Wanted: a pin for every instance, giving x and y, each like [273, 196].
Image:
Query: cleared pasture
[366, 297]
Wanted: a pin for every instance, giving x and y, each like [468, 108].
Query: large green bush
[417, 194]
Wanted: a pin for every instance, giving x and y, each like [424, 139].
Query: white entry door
-*-*-
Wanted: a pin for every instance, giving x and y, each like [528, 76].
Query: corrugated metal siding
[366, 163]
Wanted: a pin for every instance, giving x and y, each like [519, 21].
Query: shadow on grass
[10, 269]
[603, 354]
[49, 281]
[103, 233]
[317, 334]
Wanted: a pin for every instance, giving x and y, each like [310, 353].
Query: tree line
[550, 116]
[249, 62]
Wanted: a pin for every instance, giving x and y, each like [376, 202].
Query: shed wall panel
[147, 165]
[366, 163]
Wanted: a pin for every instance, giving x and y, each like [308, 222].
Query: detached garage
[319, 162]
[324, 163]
-*-*-
→ What you have to do: Copy out only the lines of the records above from the one with "like [468, 108]." through the one with "Query: white entry door", exactly as they stand, both included.

→ Written answer:
Wanted: a pin for every instance, giving x and y, each like [468, 108].
Query: large green bush
[417, 194]
Wanted: a pin for every instance, giving x and y, each like [424, 139].
Query: white entry door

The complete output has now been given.